DATASET ENTRIES:
————————
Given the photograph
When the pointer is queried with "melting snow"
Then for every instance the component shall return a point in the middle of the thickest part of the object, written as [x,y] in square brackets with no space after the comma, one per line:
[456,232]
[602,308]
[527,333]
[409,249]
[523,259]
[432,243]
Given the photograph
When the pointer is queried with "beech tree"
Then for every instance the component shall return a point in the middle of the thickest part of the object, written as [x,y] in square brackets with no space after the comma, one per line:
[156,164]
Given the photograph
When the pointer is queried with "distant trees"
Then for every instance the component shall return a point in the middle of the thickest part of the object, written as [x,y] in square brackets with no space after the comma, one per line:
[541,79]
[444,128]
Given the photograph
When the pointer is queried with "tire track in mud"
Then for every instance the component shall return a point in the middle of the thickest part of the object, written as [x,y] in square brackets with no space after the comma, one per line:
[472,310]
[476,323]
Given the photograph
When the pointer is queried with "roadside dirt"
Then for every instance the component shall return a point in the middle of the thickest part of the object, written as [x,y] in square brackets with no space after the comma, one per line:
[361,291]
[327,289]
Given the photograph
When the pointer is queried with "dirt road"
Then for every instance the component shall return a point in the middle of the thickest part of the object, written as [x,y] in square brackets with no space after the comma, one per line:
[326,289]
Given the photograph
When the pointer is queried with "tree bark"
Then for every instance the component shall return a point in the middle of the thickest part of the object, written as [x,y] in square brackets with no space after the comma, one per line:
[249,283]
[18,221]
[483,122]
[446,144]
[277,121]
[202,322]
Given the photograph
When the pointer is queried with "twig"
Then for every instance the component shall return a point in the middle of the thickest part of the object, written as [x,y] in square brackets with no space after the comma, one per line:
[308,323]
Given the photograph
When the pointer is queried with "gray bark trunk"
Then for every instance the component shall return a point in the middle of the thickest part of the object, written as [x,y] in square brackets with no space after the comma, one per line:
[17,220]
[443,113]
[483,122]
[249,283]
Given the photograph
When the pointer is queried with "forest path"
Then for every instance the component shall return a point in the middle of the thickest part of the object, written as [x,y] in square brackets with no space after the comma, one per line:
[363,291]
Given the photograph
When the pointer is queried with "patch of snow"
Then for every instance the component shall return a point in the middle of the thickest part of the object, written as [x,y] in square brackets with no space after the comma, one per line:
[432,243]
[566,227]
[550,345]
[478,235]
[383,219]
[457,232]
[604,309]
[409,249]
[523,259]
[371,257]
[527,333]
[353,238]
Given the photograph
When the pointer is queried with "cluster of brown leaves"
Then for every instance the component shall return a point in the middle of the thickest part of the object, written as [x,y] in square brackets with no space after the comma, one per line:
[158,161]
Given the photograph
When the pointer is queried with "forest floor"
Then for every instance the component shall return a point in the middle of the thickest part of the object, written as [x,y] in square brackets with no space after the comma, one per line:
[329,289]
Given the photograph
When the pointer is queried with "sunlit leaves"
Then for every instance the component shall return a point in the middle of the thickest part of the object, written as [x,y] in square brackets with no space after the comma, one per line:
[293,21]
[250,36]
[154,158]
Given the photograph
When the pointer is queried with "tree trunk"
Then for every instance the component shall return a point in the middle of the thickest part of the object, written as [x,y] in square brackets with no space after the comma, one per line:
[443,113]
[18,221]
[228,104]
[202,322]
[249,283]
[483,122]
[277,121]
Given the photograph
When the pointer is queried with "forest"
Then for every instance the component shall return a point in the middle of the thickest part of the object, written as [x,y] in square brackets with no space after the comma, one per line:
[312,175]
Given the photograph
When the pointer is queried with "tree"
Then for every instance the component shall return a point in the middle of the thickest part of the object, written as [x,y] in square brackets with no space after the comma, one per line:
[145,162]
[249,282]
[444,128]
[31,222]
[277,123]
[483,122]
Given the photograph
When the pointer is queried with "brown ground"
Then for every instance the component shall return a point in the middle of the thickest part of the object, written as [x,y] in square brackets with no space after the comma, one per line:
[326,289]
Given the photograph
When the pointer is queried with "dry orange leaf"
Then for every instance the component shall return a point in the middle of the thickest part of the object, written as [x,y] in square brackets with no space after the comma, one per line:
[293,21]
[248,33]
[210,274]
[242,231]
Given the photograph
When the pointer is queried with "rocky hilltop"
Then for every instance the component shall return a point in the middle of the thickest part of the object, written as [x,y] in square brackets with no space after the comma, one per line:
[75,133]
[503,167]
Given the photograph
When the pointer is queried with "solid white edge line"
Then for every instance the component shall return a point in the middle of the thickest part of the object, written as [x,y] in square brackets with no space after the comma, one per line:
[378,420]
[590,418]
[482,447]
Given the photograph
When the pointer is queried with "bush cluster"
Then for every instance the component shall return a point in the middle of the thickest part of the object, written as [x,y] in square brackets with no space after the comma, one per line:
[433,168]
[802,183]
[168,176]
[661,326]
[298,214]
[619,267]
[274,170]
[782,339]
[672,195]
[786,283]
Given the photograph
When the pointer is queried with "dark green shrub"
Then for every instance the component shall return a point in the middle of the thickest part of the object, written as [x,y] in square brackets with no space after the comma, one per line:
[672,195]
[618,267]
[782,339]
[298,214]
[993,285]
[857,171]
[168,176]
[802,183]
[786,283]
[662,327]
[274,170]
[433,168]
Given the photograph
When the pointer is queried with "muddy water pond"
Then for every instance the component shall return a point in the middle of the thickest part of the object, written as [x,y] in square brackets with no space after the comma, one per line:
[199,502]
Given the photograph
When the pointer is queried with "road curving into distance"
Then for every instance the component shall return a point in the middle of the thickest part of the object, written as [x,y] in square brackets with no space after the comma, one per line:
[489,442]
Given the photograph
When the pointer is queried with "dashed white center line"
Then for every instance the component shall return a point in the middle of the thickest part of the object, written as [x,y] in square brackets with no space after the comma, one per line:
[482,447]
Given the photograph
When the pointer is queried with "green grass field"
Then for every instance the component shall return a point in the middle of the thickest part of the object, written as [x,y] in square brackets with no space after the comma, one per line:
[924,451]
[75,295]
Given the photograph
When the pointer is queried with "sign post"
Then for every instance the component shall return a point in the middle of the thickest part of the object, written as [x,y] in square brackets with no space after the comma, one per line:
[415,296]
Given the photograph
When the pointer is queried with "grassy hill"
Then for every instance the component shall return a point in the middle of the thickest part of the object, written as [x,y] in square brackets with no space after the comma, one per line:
————————
GOAL OF THE EXERCISE: Show every line of the material above that contains the word "dirt".

ANSWER BELOW:
When the pointer is queried with "roadside dirt"
When the pointer is queried with "dirt road"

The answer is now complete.